* Set exercise
Set down, without alteration, the lines from the one that contains "Please provide the mask of every instance of the jersey" through the final line of the material below.

Items from a dataset
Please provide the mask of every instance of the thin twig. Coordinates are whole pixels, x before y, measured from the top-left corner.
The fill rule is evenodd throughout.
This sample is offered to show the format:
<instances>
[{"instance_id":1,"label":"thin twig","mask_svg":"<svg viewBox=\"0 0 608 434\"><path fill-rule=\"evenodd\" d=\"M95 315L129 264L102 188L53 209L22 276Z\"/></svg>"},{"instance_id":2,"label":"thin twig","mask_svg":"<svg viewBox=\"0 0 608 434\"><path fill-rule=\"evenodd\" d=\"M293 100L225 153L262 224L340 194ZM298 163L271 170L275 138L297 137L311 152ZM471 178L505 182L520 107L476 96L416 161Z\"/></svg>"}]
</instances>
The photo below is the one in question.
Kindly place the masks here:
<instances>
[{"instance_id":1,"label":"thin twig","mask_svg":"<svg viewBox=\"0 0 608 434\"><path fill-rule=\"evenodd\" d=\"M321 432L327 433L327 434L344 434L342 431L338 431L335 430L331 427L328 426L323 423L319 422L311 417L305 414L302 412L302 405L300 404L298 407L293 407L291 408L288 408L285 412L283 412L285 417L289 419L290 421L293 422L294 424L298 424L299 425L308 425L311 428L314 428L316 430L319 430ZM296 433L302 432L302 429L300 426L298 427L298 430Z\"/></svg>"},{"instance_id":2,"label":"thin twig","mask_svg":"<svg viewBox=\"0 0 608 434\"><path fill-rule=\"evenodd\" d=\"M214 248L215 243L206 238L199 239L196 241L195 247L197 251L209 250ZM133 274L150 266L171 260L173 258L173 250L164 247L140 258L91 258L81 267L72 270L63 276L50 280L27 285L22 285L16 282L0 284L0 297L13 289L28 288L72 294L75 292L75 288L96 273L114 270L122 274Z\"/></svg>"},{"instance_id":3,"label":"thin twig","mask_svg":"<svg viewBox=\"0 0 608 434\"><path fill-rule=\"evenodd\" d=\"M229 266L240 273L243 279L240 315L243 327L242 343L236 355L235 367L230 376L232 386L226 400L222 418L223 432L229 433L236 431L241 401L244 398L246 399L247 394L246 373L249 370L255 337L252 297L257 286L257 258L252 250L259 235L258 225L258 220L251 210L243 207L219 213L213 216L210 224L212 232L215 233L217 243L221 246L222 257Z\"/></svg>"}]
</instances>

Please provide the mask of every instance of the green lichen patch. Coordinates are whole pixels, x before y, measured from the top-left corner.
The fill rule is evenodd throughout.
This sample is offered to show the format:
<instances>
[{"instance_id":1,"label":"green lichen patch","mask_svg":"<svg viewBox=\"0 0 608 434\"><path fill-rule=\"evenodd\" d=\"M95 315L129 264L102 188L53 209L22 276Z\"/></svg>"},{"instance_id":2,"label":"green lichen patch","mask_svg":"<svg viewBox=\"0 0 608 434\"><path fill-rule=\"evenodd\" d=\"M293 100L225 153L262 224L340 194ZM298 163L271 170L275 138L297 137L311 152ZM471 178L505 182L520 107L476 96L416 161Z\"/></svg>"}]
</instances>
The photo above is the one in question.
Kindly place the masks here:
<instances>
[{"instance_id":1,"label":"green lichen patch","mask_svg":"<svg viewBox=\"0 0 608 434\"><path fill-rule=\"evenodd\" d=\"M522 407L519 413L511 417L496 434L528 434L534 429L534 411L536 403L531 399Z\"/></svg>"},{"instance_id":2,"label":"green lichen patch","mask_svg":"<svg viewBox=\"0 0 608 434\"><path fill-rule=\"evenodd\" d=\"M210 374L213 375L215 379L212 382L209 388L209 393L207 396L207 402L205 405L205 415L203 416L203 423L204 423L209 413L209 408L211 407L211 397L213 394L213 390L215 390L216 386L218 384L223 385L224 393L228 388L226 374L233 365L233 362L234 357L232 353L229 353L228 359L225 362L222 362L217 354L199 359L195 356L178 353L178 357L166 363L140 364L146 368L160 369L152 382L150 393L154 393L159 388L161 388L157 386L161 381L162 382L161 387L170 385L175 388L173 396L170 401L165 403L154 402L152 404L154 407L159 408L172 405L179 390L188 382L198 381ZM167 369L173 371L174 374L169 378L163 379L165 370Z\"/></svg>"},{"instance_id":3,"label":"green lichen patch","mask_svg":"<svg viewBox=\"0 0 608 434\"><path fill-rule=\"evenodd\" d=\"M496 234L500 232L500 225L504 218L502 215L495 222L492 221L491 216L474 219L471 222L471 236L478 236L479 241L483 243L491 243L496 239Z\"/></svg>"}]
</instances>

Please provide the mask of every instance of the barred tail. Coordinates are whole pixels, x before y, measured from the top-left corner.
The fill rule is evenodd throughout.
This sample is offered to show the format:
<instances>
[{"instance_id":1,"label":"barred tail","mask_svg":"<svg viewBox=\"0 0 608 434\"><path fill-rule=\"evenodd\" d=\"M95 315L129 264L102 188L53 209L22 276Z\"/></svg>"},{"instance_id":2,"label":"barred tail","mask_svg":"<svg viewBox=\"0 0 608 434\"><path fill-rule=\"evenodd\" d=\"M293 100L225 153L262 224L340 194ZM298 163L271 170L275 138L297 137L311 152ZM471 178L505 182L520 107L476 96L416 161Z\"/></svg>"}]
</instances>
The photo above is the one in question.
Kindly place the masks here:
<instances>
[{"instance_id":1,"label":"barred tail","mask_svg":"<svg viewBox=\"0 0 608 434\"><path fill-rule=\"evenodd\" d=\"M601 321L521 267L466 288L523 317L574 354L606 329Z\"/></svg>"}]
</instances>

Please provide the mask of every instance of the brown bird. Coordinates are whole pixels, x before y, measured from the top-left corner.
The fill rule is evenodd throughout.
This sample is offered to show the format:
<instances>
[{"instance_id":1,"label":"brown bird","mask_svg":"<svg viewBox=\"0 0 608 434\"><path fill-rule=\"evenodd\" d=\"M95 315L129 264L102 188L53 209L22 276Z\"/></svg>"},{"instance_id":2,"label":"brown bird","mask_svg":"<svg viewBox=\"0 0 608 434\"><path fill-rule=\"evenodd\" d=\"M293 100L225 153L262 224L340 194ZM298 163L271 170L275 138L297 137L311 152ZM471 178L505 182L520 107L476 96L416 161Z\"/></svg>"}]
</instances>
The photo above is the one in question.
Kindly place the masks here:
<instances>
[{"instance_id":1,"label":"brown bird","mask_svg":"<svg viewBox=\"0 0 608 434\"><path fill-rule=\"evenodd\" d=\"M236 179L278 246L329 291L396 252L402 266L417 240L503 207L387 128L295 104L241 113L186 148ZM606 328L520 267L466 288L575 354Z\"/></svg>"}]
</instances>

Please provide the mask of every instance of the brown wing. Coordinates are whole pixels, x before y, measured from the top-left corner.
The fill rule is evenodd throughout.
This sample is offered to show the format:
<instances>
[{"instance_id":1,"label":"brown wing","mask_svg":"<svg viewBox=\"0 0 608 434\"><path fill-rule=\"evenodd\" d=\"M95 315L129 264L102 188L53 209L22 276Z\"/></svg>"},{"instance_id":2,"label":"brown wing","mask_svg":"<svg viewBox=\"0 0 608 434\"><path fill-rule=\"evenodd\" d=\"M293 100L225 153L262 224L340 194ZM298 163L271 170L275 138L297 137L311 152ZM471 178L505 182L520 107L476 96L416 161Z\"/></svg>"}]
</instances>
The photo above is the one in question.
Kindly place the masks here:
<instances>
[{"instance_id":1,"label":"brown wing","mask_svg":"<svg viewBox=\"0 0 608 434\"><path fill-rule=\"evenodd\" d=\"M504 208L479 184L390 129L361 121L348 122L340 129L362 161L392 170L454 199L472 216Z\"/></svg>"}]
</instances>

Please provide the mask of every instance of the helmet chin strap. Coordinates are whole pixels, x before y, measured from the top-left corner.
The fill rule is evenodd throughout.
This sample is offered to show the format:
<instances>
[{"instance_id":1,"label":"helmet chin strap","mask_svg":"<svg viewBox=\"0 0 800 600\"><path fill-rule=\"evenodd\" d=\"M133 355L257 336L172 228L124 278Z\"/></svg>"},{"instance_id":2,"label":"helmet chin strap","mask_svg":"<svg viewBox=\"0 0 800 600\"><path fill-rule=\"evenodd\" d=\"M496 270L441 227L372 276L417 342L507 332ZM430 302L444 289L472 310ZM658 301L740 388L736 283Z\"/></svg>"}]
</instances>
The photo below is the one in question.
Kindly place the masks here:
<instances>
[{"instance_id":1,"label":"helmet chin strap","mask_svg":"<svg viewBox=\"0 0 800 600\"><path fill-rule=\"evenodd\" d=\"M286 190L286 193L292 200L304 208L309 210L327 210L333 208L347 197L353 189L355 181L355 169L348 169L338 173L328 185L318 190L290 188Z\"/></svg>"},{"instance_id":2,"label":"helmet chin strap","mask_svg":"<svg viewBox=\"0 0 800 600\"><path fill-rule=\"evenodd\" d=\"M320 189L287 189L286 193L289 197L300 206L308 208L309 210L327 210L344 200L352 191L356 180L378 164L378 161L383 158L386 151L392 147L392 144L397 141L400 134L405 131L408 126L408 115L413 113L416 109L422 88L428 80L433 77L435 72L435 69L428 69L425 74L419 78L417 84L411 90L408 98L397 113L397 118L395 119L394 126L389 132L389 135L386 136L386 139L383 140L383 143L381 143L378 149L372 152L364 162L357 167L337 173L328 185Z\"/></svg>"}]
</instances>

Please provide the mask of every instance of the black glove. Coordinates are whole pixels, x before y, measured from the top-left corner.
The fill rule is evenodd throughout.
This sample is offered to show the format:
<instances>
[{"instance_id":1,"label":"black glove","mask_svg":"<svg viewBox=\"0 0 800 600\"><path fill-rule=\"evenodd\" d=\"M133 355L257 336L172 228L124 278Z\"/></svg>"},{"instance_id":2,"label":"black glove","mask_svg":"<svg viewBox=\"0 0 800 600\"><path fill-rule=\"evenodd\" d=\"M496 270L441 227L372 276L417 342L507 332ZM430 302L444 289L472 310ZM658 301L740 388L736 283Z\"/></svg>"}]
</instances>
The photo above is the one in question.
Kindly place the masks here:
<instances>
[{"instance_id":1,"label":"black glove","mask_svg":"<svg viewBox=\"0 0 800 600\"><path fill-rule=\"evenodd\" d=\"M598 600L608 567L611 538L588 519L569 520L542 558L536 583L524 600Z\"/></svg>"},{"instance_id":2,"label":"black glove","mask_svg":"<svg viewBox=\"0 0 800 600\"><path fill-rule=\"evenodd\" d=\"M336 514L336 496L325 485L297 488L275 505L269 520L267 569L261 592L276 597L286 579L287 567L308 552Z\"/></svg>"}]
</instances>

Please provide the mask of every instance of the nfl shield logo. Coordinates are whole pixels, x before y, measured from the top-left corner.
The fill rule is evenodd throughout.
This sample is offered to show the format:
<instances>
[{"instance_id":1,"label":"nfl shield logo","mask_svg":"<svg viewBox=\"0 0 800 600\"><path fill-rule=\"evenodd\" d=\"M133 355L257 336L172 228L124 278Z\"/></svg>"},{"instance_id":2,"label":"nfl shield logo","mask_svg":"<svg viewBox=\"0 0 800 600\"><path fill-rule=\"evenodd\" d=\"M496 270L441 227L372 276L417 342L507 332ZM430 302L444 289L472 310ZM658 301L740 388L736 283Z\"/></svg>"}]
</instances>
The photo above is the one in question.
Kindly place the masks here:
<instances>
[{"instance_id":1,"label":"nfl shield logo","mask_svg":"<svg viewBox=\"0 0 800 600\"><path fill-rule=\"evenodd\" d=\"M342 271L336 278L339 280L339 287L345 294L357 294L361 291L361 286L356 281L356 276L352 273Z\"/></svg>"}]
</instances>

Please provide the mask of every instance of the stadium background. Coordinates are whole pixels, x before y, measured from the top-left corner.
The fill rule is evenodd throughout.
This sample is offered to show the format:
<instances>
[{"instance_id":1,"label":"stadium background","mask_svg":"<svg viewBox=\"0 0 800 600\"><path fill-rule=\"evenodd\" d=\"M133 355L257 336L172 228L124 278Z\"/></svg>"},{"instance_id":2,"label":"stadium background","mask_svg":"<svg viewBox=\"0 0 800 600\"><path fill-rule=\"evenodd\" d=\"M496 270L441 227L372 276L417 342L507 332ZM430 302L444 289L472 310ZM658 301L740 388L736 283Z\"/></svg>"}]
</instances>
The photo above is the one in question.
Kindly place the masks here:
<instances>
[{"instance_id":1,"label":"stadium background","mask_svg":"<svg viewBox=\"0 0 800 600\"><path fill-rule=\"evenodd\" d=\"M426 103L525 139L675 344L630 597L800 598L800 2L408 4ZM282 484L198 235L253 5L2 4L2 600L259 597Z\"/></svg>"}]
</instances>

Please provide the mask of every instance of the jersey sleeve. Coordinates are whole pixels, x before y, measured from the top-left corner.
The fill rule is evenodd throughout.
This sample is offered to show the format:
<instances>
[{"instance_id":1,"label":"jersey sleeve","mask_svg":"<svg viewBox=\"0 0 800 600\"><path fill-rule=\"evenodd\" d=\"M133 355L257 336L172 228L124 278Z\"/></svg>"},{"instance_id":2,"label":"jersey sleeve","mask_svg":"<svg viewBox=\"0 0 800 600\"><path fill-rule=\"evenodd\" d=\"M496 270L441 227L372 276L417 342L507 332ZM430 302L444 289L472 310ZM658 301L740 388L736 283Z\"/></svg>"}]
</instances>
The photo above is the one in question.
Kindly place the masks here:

* Response for this exercise
Please provide the mask of every instance of the jersey sleeve. Coordinates are whole pixels, x before y, measured from the top-left corner.
The fill rule is evenodd throughout.
This sample is offered to show the format:
<instances>
[{"instance_id":1,"label":"jersey sleeve","mask_svg":"<svg viewBox=\"0 0 800 600\"><path fill-rule=\"evenodd\" d=\"M133 355L257 336L172 228L124 278Z\"/></svg>"},{"instance_id":2,"label":"jersey sleeve","mask_svg":"<svg viewBox=\"0 0 800 600\"><path fill-rule=\"evenodd\" d=\"M496 270L441 227L372 276L417 342L507 332ZM430 302L444 289L472 310ZM658 301L740 388L736 283Z\"/></svg>"}]
</instances>
The photo above is the one in question.
Kindly place the masks here:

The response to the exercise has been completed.